Reports suggest Rally New Zealand organizers are pushing for a new kind of WRC deal – one that will enable them to host the event for three years and then switch it over to Australia for another three years, and so on. This again puts the ball in FIA’s court – is the motor sports governing body, together with series’ promoter, able to form and shape the rules, regulation and business model for the sport on a long term basis. Can they guarantee the whole model is going to be able to sustain itself for years to come, so they can allow NZ and Australia to go with their idea of 3 years on and off? So far I haven’t seen any comments from Rally Australia, so I do believe it’s NZ’s original idea, for now.

• REQUIRED TASKS
- A) In the passage on Rally New Zealand, for how many years would the event be hosted before switching to Australia?
- B) Carry on the passage about Rally New Zealand's proposed WRC deal, picking up right after its final sentence.

• LISTED ENTRIES
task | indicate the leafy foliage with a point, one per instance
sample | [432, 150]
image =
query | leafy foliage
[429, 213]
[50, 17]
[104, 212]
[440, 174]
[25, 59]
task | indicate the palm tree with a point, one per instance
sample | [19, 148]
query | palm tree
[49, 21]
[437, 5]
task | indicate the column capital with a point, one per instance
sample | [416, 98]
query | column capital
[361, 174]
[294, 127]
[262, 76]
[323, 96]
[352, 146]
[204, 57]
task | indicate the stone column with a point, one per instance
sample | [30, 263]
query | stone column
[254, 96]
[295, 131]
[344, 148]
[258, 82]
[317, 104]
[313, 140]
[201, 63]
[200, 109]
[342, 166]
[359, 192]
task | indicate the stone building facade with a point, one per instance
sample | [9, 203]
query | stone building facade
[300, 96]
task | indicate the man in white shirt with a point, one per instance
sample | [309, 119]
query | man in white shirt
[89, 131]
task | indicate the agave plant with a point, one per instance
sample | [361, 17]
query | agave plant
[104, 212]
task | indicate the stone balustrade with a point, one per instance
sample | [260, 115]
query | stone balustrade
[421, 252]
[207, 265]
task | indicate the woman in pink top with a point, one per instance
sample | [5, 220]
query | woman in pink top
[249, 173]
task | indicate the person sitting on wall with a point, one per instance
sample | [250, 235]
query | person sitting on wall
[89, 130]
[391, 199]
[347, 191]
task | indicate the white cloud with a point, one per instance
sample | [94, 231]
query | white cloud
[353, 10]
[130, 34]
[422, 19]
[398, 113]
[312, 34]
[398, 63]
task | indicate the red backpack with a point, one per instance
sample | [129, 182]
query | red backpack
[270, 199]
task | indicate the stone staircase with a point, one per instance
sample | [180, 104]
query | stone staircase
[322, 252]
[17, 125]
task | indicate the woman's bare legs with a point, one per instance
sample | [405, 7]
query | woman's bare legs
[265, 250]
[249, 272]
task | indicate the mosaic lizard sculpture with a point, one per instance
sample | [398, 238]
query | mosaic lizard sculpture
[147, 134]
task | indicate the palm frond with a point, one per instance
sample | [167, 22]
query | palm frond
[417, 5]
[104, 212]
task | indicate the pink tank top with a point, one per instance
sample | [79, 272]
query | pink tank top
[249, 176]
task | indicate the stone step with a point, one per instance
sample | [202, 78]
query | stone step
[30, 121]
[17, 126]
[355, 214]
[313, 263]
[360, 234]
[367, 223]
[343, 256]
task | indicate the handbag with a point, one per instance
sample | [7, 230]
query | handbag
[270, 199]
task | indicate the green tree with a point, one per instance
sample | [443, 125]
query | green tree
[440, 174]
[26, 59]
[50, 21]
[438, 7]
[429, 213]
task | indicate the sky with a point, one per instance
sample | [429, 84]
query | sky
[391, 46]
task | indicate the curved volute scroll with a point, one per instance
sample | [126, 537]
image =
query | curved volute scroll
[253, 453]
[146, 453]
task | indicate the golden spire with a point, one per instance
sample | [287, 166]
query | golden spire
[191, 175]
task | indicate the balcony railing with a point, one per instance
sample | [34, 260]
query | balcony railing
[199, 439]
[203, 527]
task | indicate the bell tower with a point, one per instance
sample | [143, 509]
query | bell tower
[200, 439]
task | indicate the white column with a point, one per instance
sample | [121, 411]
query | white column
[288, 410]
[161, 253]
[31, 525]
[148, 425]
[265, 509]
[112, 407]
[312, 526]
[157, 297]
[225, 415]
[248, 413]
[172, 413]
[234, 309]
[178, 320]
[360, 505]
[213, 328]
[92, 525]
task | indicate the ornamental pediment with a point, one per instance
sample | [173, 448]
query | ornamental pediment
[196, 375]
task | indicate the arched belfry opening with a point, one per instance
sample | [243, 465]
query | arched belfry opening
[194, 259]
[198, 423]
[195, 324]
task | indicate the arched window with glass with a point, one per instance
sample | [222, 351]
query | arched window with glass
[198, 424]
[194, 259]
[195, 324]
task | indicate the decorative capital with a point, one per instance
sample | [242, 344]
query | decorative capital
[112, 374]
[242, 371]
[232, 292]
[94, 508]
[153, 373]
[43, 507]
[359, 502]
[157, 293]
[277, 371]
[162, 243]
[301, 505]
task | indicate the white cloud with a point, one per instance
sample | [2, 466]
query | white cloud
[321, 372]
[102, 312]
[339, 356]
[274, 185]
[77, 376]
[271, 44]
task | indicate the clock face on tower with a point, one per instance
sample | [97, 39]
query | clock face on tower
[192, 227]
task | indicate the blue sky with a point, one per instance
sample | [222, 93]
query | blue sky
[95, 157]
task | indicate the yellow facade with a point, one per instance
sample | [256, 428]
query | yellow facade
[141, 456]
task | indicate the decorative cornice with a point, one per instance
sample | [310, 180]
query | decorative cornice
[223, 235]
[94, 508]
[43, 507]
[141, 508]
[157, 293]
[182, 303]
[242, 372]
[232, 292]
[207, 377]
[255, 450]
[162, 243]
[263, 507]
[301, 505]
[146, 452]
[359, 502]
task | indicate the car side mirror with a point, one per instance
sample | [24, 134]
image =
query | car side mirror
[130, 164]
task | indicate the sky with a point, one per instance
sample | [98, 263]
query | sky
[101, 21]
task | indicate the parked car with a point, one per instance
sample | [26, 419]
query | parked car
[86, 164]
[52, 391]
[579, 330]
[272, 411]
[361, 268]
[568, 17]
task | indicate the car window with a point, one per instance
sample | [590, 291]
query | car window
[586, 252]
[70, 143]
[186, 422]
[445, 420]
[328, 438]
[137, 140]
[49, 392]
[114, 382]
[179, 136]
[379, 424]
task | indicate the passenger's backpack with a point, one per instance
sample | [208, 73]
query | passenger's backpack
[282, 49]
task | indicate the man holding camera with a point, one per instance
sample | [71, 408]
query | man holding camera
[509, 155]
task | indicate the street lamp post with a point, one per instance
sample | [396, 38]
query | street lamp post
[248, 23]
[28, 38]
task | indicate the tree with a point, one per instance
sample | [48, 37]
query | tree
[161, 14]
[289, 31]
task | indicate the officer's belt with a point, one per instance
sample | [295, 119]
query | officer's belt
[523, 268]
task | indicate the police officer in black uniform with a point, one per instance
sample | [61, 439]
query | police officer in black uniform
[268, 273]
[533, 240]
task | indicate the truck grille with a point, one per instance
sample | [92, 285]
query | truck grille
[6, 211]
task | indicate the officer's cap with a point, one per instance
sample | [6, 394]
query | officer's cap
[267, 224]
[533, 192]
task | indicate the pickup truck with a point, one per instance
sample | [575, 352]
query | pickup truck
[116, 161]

• RESULTS FOR EACH TASK
- A) Three years.

- B)
Rumours say Poland is going to be back in WRC calendar next year. Which to me reads: Robert Kubica is going to be in one of the factory (semi)backed WRC cars. He is not yet ready to discuss 2014, though. Some good circuit racing offers are on the table and of course he wants to get back in to Formula 1, if at all possible. I might be digressing a bit, or am I. He is a huge name not only in Poland and it goes without saying that the Polish event in WRC, with Robert driving one of the WRC cars, would be huge thing commercially. Of course, if FIA and promoters find a way to extract some of that potential and line their pocket with some cash. Plus, it’s Poland, it’s Europe, no long distance journeys to the Middle Earth. But now I’m really just fishing for excuses.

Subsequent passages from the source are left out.